First Lady of Kebbi State
- In role 29 May 2007 – 29 May 2015
- Governor: Usman Dakingari

Personal details
- Born: 1 October 1979 (age 46) Katsina, Kaduna State, Nigeria (now in Katsina State, Nigeria)
- Spouse: Usman Saidu Nasamu Dakingari
- Children: 4

= Zainab Dakingari =

First Lady of Kebbi State (2007–2015)

Zainab Usman Saidu Dakingari (born 1 October 1979) is the daughter of the former president of Nigeria, Alhaji Umaru Musa Yar'Adua and wife to the former Executive Governor of Kebbi State, Alhaji Usman Saidu Nasamu Dakingari.

== Early life and education ==
Zainab Umaru Musa Yar'Adua was born in Katsina State on the 1 October 1979 to Umaru Musa Yar'Adua and Turai Yar'Adua. She began her educational career at Katsina Steel Rolling Primary School between 1986 and 1992. She started her secondary education at Government Girls Secondary School Bakori between 1993 and 1996, and later joined Essence International School Kaduna between 1996 and 1999. She was a student at the University of Maiduguri, Borno State, from 2000 to 2002. Between 2003 and 2006, she was a student at the Huron University, London, United Kingdom and then Project Management College, United Kingdom.

# WHAT THIS EXERCISE ASKS:
#1 According to the article on Zainab Dakingari, which primary school did she attend?
#2 Transcribe the portion of the Zainab Dakingari article that opens with the words containing "Personal details" and closes with "Saidu Nasamu Dakingari.".
#3 Go on with the article on Zainab Dakingari, beginning after its final sentence.

Items from a data source:
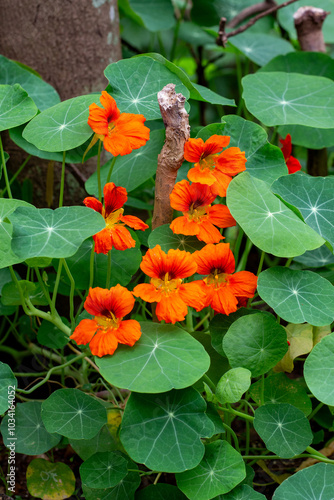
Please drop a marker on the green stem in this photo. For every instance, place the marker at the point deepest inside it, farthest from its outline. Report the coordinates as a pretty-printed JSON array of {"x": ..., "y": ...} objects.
[
  {"x": 5, "y": 170},
  {"x": 108, "y": 271},
  {"x": 19, "y": 170},
  {"x": 316, "y": 409},
  {"x": 111, "y": 168},
  {"x": 62, "y": 181},
  {"x": 98, "y": 171},
  {"x": 49, "y": 373},
  {"x": 71, "y": 298}
]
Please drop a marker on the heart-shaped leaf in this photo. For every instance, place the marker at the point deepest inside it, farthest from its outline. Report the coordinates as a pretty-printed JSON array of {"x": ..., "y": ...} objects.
[
  {"x": 50, "y": 481},
  {"x": 147, "y": 78},
  {"x": 298, "y": 296},
  {"x": 319, "y": 370},
  {"x": 32, "y": 438},
  {"x": 165, "y": 357},
  {"x": 289, "y": 98},
  {"x": 16, "y": 107},
  {"x": 315, "y": 482},
  {"x": 62, "y": 127},
  {"x": 256, "y": 342},
  {"x": 73, "y": 414},
  {"x": 284, "y": 429},
  {"x": 314, "y": 197},
  {"x": 52, "y": 233},
  {"x": 270, "y": 224},
  {"x": 260, "y": 47},
  {"x": 163, "y": 431},
  {"x": 221, "y": 469},
  {"x": 43, "y": 94}
]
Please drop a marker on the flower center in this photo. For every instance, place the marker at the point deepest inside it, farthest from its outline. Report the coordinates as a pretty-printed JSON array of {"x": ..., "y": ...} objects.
[
  {"x": 217, "y": 279},
  {"x": 166, "y": 285},
  {"x": 112, "y": 218},
  {"x": 107, "y": 322}
]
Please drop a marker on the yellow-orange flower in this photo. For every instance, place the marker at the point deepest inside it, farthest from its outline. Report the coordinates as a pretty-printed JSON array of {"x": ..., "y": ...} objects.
[
  {"x": 166, "y": 287},
  {"x": 213, "y": 167},
  {"x": 199, "y": 217},
  {"x": 107, "y": 329},
  {"x": 224, "y": 290},
  {"x": 115, "y": 234},
  {"x": 121, "y": 133}
]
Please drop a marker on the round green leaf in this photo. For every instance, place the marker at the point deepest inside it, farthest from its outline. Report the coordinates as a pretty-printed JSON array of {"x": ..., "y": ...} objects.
[
  {"x": 50, "y": 336},
  {"x": 160, "y": 491},
  {"x": 314, "y": 197},
  {"x": 50, "y": 481},
  {"x": 165, "y": 237},
  {"x": 319, "y": 370},
  {"x": 52, "y": 233},
  {"x": 264, "y": 161},
  {"x": 290, "y": 98},
  {"x": 7, "y": 256},
  {"x": 73, "y": 414},
  {"x": 298, "y": 296},
  {"x": 233, "y": 385},
  {"x": 220, "y": 324},
  {"x": 8, "y": 384},
  {"x": 157, "y": 15},
  {"x": 315, "y": 482},
  {"x": 103, "y": 470},
  {"x": 242, "y": 492},
  {"x": 278, "y": 388},
  {"x": 316, "y": 258},
  {"x": 221, "y": 469},
  {"x": 124, "y": 264},
  {"x": 147, "y": 78},
  {"x": 165, "y": 357},
  {"x": 284, "y": 429},
  {"x": 124, "y": 490},
  {"x": 43, "y": 94},
  {"x": 31, "y": 436},
  {"x": 130, "y": 171},
  {"x": 270, "y": 224},
  {"x": 286, "y": 17},
  {"x": 256, "y": 342},
  {"x": 163, "y": 431},
  {"x": 16, "y": 107},
  {"x": 259, "y": 47},
  {"x": 62, "y": 127}
]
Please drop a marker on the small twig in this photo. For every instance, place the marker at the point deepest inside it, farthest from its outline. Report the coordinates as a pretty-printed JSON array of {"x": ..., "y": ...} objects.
[
  {"x": 250, "y": 11},
  {"x": 223, "y": 36}
]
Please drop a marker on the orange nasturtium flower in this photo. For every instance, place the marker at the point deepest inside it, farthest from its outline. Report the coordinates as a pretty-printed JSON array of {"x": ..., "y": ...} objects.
[
  {"x": 213, "y": 167},
  {"x": 291, "y": 162},
  {"x": 199, "y": 217},
  {"x": 166, "y": 288},
  {"x": 224, "y": 290},
  {"x": 115, "y": 234},
  {"x": 107, "y": 329},
  {"x": 121, "y": 133}
]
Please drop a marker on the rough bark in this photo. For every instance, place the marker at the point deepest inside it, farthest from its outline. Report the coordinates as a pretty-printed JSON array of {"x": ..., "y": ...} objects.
[
  {"x": 308, "y": 23},
  {"x": 176, "y": 121}
]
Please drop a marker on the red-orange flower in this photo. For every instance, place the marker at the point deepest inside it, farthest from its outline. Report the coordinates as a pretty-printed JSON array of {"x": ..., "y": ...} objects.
[
  {"x": 213, "y": 167},
  {"x": 291, "y": 162},
  {"x": 199, "y": 217},
  {"x": 120, "y": 132},
  {"x": 115, "y": 234},
  {"x": 223, "y": 289},
  {"x": 167, "y": 272},
  {"x": 107, "y": 329}
]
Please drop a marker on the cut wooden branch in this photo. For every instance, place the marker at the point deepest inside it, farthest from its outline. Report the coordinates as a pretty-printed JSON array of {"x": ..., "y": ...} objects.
[
  {"x": 308, "y": 23},
  {"x": 176, "y": 121},
  {"x": 223, "y": 36}
]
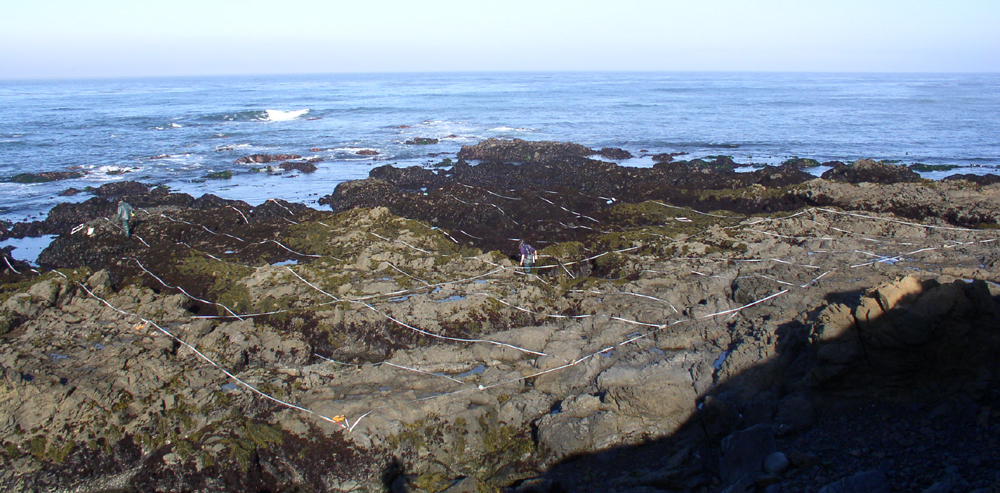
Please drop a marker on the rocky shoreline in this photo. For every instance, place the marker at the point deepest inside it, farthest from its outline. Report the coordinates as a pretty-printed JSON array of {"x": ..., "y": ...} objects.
[{"x": 690, "y": 328}]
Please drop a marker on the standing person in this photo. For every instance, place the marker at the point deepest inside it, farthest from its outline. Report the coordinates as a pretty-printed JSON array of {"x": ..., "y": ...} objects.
[
  {"x": 528, "y": 256},
  {"x": 124, "y": 215}
]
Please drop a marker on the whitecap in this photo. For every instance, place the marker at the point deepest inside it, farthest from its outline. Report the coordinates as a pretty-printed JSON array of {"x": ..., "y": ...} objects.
[
  {"x": 283, "y": 115},
  {"x": 510, "y": 129}
]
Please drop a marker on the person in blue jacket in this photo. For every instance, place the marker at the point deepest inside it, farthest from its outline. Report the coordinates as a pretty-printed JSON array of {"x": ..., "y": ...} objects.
[
  {"x": 124, "y": 215},
  {"x": 528, "y": 256}
]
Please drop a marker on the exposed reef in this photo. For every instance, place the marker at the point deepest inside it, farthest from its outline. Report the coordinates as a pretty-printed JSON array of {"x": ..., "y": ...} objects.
[{"x": 688, "y": 328}]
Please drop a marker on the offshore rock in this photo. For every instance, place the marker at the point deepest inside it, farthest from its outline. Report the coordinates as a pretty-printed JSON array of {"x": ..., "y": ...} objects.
[
  {"x": 649, "y": 332},
  {"x": 871, "y": 171},
  {"x": 523, "y": 151},
  {"x": 266, "y": 158},
  {"x": 45, "y": 176}
]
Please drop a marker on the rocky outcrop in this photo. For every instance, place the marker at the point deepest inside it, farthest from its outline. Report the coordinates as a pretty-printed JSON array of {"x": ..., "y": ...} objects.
[
  {"x": 871, "y": 171},
  {"x": 45, "y": 176},
  {"x": 303, "y": 166},
  {"x": 421, "y": 141},
  {"x": 523, "y": 151},
  {"x": 657, "y": 347},
  {"x": 266, "y": 158}
]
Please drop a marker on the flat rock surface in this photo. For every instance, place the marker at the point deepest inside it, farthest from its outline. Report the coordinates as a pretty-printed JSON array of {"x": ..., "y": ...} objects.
[{"x": 225, "y": 347}]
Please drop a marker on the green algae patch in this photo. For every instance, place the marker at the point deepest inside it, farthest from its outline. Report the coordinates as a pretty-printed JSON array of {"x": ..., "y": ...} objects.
[{"x": 220, "y": 281}]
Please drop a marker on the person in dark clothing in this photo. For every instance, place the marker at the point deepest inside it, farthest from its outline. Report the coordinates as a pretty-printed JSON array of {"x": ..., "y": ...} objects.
[
  {"x": 528, "y": 256},
  {"x": 124, "y": 215}
]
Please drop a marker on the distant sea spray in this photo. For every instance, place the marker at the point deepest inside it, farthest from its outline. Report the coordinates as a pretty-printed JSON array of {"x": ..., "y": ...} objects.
[{"x": 178, "y": 131}]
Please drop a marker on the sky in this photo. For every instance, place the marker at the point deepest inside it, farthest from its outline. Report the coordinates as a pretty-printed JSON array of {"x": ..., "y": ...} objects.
[{"x": 128, "y": 38}]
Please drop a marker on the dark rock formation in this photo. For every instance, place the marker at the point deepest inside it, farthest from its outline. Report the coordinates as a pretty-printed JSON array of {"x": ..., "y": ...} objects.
[
  {"x": 666, "y": 157},
  {"x": 800, "y": 163},
  {"x": 421, "y": 141},
  {"x": 523, "y": 151},
  {"x": 871, "y": 171},
  {"x": 305, "y": 167},
  {"x": 614, "y": 153},
  {"x": 45, "y": 176},
  {"x": 266, "y": 158},
  {"x": 977, "y": 179}
]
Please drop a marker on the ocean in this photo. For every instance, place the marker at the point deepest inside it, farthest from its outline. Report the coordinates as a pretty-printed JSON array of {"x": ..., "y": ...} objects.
[{"x": 176, "y": 131}]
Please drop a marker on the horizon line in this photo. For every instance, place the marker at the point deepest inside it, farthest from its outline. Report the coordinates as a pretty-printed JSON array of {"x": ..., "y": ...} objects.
[{"x": 4, "y": 79}]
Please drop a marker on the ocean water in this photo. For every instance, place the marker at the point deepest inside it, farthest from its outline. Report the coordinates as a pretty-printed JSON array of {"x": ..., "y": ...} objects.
[{"x": 175, "y": 131}]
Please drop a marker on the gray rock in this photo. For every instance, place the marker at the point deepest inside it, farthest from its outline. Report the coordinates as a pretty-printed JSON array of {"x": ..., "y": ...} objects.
[{"x": 464, "y": 485}]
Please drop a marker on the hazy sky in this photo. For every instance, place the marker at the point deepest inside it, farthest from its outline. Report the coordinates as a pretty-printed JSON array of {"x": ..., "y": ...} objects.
[{"x": 112, "y": 38}]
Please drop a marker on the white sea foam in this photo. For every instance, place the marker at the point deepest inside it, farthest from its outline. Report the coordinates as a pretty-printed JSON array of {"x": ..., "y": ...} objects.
[
  {"x": 283, "y": 115},
  {"x": 511, "y": 129}
]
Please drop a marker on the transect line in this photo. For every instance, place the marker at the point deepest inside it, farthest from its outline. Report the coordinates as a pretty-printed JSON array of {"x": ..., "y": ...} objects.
[
  {"x": 182, "y": 289},
  {"x": 10, "y": 266},
  {"x": 410, "y": 327},
  {"x": 855, "y": 214},
  {"x": 883, "y": 259},
  {"x": 337, "y": 420},
  {"x": 657, "y": 202},
  {"x": 241, "y": 213}
]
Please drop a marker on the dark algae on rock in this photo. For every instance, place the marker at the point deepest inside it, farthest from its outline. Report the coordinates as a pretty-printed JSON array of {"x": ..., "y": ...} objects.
[{"x": 688, "y": 328}]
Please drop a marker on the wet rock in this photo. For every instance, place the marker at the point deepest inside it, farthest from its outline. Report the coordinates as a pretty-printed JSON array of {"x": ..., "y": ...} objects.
[
  {"x": 869, "y": 170},
  {"x": 305, "y": 167},
  {"x": 421, "y": 141},
  {"x": 45, "y": 176},
  {"x": 801, "y": 163},
  {"x": 522, "y": 151},
  {"x": 614, "y": 153},
  {"x": 983, "y": 180},
  {"x": 666, "y": 157},
  {"x": 266, "y": 158}
]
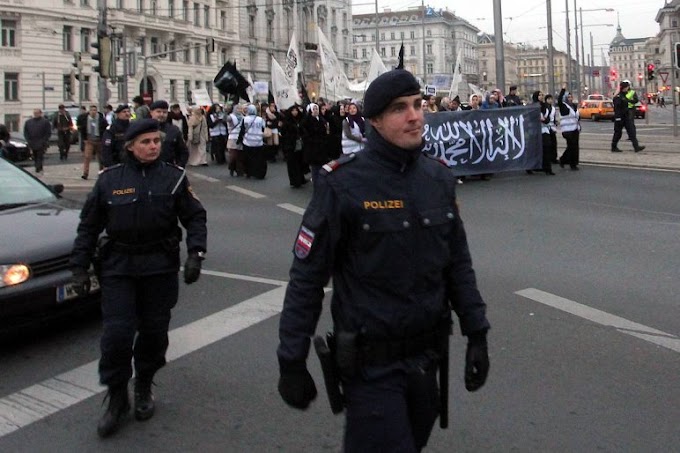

# OUTPUTS BY TASK:
#1 Katsina Steel Rolling Primary School.

#2
Personal details
- Born: 1 October 1979 (age 46) Katsina, Kaduna State, Nigeria (now in Katsina State, Nigeria)
- Spouse: Usman Saidu Nasamu Dakingari
- Children: 4

= Zainab Dakingari =

First Lady of Kebbi State (2007–2015)

Zainab Usman Saidu Dakingari (born 1 October 1979) is the daughter of the former president of Nigeria, Alhaji Umaru Musa Yar'Adua and wife to the former Executive Governor of Kebbi State, Alhaji Usman Saidu Nasamu Dakingari.

#3
== Politics ==
She was the First Lady of Kebbi State from 2007 to 2015 and also the Initiator and Chief Executive Officer ZADAF Foundation for Women and Children Empowerment.

== Award/Honours ==
- Federal Medical Center, Birnin Kebbi Child Health Week, Equity 2009 (5 August 2009)
- Women for Peace International Global Peace Diplomat (30 September 2009)

== Bibliography ==
- Kabir, Hajara Muhammad,. Northern women development. [Nigeria]. ISBN 978-978-906-469-4. OCLC 890820657.